- Your task: Write out the data verbatim, starting at the line that contains "pavement with a single point per instance." and continuing through the end of the data, with both ends included.

Object point labels:
BEGIN
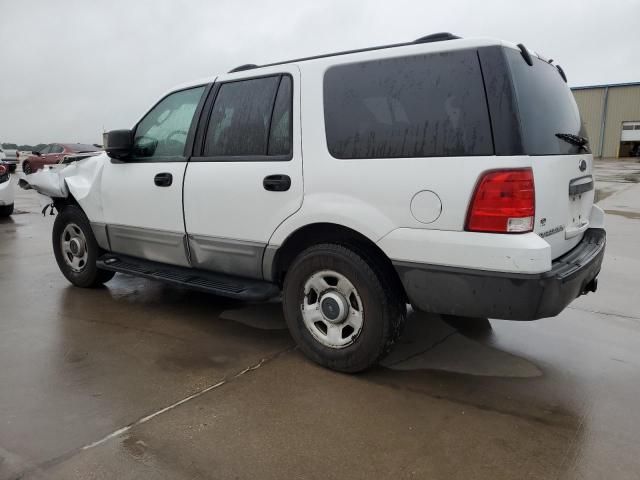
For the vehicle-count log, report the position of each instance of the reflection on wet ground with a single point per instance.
(140, 380)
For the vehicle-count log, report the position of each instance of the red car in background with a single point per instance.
(53, 153)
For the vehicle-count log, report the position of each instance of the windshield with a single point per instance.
(549, 116)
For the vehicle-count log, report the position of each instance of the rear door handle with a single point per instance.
(164, 179)
(277, 183)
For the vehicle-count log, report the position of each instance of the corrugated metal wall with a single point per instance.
(623, 105)
(590, 105)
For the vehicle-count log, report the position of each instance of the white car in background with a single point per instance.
(10, 157)
(6, 190)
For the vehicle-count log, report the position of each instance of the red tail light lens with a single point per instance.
(504, 202)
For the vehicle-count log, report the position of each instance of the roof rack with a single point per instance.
(246, 66)
(434, 37)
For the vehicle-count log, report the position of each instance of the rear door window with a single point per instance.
(546, 107)
(419, 106)
(251, 118)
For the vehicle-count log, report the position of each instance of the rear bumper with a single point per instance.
(510, 296)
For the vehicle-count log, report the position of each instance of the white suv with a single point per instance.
(451, 174)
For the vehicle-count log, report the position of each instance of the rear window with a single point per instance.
(546, 107)
(418, 106)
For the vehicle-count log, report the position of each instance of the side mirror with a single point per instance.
(118, 143)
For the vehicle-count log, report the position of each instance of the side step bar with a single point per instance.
(216, 283)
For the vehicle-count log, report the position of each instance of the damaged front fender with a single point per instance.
(81, 179)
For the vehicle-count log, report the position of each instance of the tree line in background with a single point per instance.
(24, 148)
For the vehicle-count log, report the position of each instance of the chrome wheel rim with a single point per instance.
(73, 244)
(332, 309)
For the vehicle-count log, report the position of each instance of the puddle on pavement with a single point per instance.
(430, 343)
(266, 316)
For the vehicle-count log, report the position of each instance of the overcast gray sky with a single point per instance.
END
- Written answer:
For the vehicle-count log, report the position of each instance of the puddle on pavement with a single point per instance.
(430, 343)
(266, 316)
For the vehicle-count log, report the position of each instance of the overcast gray sky with a single point per instance.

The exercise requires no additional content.